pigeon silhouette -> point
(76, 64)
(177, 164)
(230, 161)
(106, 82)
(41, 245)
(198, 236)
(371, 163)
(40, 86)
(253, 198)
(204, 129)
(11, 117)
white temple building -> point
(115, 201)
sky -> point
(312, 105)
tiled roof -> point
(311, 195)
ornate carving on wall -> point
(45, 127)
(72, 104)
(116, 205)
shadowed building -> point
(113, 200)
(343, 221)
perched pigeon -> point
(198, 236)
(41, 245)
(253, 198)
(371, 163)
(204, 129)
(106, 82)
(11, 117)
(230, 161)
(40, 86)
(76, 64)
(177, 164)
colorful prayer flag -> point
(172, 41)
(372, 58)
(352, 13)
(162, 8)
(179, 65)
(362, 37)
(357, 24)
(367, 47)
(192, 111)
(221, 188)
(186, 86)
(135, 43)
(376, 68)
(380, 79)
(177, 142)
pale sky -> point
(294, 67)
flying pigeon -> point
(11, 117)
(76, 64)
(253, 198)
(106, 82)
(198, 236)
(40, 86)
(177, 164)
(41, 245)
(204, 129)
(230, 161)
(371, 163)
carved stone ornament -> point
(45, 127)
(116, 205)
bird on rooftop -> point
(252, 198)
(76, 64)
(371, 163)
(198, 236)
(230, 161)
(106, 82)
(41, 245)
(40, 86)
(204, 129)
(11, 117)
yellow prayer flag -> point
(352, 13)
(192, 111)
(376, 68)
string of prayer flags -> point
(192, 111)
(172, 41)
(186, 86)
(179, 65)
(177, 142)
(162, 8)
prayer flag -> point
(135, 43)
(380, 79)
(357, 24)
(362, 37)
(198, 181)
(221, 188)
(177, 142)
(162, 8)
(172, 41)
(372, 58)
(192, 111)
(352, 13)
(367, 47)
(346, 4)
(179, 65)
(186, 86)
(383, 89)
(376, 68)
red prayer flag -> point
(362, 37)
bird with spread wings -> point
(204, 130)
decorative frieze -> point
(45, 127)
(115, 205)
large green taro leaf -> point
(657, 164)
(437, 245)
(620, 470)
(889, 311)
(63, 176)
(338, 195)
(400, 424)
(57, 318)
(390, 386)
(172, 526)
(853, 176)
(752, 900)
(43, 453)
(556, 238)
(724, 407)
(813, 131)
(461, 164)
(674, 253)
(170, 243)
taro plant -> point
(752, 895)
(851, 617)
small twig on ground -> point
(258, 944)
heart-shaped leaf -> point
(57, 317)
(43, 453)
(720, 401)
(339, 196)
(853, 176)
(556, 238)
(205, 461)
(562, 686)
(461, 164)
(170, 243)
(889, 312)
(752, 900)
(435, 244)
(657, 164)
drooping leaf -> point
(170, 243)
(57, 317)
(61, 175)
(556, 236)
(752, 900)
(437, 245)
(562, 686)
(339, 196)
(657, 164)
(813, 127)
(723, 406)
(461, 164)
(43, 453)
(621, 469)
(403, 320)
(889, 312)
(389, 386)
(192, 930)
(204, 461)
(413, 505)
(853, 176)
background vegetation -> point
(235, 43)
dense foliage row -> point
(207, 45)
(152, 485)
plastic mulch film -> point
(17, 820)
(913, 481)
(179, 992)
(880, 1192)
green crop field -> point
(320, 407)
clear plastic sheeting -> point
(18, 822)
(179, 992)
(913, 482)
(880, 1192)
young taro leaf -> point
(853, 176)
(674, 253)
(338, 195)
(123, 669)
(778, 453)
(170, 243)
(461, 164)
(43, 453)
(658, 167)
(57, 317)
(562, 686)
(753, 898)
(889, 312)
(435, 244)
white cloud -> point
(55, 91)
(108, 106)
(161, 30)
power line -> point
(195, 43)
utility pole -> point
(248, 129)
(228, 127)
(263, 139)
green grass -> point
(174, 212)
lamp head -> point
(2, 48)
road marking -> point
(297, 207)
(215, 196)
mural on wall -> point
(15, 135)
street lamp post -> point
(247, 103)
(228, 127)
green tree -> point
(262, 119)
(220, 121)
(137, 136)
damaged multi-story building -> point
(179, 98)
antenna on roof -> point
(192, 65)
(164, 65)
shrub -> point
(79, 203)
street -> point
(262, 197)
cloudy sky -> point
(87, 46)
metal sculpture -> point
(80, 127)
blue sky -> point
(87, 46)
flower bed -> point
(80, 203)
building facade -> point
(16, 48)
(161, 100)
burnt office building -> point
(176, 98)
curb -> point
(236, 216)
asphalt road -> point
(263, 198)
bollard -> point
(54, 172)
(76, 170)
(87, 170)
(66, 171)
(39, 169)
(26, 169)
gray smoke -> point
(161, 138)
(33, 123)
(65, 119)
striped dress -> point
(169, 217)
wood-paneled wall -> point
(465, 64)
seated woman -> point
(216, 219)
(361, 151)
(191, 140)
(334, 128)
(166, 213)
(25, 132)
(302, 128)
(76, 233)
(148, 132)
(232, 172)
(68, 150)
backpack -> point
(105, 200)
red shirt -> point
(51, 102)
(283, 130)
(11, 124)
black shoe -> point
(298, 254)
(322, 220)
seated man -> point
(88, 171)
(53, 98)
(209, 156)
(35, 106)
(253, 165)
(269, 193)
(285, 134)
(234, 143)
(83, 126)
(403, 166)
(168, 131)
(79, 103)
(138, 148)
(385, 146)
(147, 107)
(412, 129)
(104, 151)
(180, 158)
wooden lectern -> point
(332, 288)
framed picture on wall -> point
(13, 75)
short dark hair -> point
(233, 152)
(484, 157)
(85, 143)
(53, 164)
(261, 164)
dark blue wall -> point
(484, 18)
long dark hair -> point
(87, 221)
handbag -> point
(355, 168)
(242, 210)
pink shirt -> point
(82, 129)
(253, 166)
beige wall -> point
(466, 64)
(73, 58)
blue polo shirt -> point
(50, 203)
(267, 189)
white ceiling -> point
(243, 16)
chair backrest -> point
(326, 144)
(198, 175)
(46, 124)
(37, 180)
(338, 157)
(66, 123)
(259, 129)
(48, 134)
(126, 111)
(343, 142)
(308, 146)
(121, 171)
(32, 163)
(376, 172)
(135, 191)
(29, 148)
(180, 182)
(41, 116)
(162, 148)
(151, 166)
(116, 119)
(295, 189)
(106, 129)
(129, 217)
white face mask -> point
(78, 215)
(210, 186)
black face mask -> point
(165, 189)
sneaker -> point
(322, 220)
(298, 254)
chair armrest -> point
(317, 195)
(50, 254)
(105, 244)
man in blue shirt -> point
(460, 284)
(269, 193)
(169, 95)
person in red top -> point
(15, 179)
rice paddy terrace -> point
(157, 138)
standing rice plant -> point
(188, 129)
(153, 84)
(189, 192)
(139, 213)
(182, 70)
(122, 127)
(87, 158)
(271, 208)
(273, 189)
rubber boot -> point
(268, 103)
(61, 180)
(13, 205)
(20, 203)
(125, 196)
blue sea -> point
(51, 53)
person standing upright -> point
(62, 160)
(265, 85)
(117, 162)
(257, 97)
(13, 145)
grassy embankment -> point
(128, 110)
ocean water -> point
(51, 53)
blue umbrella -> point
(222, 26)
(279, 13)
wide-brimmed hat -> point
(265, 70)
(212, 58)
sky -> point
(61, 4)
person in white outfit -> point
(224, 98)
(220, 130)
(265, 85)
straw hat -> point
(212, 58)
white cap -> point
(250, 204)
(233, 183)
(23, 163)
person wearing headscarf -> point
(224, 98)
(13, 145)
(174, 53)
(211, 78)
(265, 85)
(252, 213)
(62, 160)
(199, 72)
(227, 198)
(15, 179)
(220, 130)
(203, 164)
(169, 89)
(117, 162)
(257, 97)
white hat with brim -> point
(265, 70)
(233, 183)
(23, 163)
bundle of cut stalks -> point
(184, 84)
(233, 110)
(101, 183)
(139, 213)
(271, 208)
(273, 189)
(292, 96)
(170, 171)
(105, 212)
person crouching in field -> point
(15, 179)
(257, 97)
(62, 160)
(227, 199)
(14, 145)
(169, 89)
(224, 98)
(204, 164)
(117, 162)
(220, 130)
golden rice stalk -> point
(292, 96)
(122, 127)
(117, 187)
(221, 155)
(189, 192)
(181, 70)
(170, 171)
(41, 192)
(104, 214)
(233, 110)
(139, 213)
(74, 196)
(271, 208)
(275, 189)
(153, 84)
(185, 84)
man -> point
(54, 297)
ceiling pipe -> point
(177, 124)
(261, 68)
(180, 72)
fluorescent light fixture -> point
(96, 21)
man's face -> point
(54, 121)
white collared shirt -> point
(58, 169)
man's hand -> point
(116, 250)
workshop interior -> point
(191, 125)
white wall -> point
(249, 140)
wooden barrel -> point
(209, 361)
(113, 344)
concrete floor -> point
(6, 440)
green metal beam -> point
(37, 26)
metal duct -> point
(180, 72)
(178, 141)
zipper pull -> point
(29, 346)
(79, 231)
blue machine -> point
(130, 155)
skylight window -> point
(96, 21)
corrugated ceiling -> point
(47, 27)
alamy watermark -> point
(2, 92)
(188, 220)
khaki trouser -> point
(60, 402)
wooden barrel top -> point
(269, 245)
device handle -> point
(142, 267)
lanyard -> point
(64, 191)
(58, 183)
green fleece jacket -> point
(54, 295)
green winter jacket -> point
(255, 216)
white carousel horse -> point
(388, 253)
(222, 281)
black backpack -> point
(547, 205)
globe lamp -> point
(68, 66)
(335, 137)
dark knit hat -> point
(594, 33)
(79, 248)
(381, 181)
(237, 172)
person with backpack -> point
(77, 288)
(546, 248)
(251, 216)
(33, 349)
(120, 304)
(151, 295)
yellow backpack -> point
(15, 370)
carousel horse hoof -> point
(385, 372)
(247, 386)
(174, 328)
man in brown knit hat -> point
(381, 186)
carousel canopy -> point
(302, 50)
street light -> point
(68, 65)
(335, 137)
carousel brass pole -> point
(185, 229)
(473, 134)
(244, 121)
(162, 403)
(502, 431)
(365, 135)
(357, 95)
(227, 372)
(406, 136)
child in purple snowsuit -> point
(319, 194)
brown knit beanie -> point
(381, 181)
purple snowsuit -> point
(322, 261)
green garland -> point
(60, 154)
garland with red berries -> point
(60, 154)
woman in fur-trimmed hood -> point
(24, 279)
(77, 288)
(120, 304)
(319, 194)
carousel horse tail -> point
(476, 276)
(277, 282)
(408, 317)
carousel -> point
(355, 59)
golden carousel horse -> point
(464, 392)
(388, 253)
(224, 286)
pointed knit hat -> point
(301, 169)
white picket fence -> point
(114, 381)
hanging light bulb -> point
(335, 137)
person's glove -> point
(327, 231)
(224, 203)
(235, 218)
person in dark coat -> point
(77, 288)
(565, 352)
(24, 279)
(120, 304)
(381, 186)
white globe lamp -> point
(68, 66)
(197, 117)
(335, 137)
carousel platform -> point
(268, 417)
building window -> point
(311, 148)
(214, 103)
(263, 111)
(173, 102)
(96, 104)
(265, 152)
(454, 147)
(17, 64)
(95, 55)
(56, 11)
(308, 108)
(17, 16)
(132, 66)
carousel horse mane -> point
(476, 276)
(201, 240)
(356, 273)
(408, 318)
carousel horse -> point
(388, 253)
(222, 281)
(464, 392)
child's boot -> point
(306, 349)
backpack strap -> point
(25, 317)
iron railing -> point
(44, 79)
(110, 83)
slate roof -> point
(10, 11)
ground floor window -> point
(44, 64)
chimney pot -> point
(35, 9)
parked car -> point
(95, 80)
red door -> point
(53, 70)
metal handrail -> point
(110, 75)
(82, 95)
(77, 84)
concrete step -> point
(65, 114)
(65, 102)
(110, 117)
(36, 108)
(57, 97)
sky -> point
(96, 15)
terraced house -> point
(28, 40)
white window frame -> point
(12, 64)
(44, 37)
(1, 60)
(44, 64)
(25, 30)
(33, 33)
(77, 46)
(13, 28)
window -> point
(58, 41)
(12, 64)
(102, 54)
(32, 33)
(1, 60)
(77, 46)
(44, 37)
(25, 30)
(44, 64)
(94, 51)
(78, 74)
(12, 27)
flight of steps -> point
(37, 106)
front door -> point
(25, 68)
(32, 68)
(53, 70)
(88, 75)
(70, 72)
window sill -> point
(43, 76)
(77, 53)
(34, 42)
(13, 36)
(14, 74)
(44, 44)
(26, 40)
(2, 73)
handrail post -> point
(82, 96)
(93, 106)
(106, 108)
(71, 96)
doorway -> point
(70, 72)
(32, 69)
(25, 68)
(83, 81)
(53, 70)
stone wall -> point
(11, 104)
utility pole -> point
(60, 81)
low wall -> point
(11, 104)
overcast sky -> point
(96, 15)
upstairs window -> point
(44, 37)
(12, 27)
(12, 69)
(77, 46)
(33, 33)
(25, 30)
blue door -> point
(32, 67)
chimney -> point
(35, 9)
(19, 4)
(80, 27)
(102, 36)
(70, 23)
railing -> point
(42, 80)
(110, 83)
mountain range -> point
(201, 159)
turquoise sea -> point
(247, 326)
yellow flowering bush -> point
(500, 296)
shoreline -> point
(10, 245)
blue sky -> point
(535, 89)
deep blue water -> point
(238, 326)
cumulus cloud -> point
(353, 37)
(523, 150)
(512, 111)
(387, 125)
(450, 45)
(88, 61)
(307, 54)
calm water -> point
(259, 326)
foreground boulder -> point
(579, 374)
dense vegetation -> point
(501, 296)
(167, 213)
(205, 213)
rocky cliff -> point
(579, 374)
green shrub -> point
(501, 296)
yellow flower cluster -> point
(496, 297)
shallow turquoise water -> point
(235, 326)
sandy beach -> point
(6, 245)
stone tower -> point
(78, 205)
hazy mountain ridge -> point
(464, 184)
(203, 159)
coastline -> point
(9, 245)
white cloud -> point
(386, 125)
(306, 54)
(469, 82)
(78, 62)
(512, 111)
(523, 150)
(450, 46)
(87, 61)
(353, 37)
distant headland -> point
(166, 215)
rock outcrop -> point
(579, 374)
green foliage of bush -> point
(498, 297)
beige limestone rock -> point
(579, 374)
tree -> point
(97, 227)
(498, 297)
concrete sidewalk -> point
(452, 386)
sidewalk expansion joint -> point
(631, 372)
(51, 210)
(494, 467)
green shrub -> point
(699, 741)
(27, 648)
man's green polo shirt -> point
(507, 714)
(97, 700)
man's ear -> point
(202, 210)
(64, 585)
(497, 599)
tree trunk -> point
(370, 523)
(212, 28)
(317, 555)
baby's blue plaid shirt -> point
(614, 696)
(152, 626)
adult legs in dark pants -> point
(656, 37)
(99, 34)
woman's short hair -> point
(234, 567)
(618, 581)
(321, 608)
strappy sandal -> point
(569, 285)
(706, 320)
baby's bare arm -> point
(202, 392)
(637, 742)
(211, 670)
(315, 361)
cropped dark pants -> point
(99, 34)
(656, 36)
________
**WORK TO DO**
Put the records from the line containing "rock outcrop -> point" through the end of the records into a two-column CSV with the columns "label" and "points", with one row per record and each field quoted with its line breaks replaced by spaces.

**RIGHT ANSWER**
label,points
"rock outcrop -> point","(579, 374)"
"green foliage of bush -> point","(498, 297)"
"beige limestone rock -> point","(579, 374)"
"tree -> point","(97, 227) (498, 297)"
"concrete sidewalk -> point","(452, 386)"
"sidewalk expansion joint -> point","(631, 372) (51, 210) (494, 467)"
"green shrub -> point","(699, 741) (27, 648)"
"man's green polo shirt -> point","(507, 714) (97, 700)"
"man's ear -> point","(202, 210) (64, 585) (497, 599)"
"tree trunk -> point","(370, 523) (212, 28) (317, 555)"
"baby's blue plaid shirt -> point","(614, 696) (152, 626)"
"adult legs in dark pants -> point","(656, 37) (99, 34)"
"woman's short hair -> point","(234, 567) (618, 581) (321, 608)"
"strappy sandal -> point","(569, 285) (706, 320)"
"baby's bare arm -> point","(202, 392) (637, 742) (211, 670) (315, 361)"
"cropped dark pants -> point","(99, 34) (656, 36)"